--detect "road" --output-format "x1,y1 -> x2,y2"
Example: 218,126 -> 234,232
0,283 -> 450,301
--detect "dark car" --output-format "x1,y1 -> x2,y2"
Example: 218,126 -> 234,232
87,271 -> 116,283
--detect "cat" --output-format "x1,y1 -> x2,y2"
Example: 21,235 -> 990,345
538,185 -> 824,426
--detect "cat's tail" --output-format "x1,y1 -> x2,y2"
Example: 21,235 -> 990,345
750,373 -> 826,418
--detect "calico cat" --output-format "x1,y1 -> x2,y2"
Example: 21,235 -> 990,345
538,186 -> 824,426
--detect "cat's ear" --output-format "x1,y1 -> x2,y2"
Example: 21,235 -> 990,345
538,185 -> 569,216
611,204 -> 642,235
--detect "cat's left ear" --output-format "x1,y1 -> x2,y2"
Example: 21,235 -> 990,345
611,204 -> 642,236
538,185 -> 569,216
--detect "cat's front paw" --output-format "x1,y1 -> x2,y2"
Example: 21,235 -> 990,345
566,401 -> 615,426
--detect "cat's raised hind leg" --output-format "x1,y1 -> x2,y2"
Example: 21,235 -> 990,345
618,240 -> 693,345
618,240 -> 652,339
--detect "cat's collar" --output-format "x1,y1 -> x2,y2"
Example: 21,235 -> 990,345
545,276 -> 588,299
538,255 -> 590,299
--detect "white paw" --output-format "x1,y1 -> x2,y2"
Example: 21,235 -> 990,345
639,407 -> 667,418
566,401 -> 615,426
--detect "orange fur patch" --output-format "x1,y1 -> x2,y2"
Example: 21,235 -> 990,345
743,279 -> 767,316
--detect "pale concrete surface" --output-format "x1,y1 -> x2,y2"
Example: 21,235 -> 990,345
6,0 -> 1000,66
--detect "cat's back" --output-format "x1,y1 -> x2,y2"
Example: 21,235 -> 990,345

------------------------------------------------------------------------

* [GOAL OF THE EXERCISE]:
Copy all of the rows above character for character, keeping each line unchanged.

* [COMPLETE ANSWER]:
--detect "road" --output-format "x1,y1 -> x2,y2"
Example: 218,126 -> 234,232
0,283 -> 450,301
--detect "dark car" --output-format "x1,y1 -> x2,y2"
Example: 218,126 -> 234,232
87,271 -> 116,283
--detect "cat" --output-format "x1,y1 -> x2,y2"
Example: 21,235 -> 990,345
538,185 -> 824,426
--detect "cat's tail" --output-format "x1,y1 -> x2,y2"
Example: 21,235 -> 990,345
750,373 -> 826,418
--detect "calico cat" --output-format "x1,y1 -> x2,y2"
Example: 21,235 -> 990,345
538,186 -> 824,426
--detect "cat's ear" --output-format "x1,y1 -> x2,y2"
Example: 21,235 -> 990,345
538,185 -> 569,216
611,204 -> 642,235
--detect "cat's left ear" --output-format "x1,y1 -> x2,y2"
Example: 21,235 -> 990,345
611,204 -> 642,236
538,185 -> 569,216
--detect "cat's front paw" --output-format "x1,y1 -> x2,y2"
Example: 21,235 -> 990,345
566,401 -> 615,426
--detect "cat's raised hind leg" --output-format "x1,y1 -> x2,y2"
Example: 21,235 -> 990,345
618,240 -> 693,345
618,240 -> 652,339
--detect "cat's collar" --output-format "x1,y1 -> x2,y2"
Example: 21,235 -> 990,345
545,276 -> 588,299
538,255 -> 590,299
--detect "white paw" --output-format "x1,y1 -> x2,y2"
Example: 21,235 -> 990,345
639,407 -> 667,418
566,401 -> 615,426
--detect "orange fur patch" --output-format "x1,y1 -> x2,y2"
Example: 21,235 -> 990,345
743,279 -> 767,316
--detect "pale concrete surface" --output-format "x1,y1 -> x2,y2"
Example: 21,235 -> 990,345
6,0 -> 1000,66
--detect "cat's back" --output-format "x1,y1 -> x2,y2"
Example: 21,235 -> 990,345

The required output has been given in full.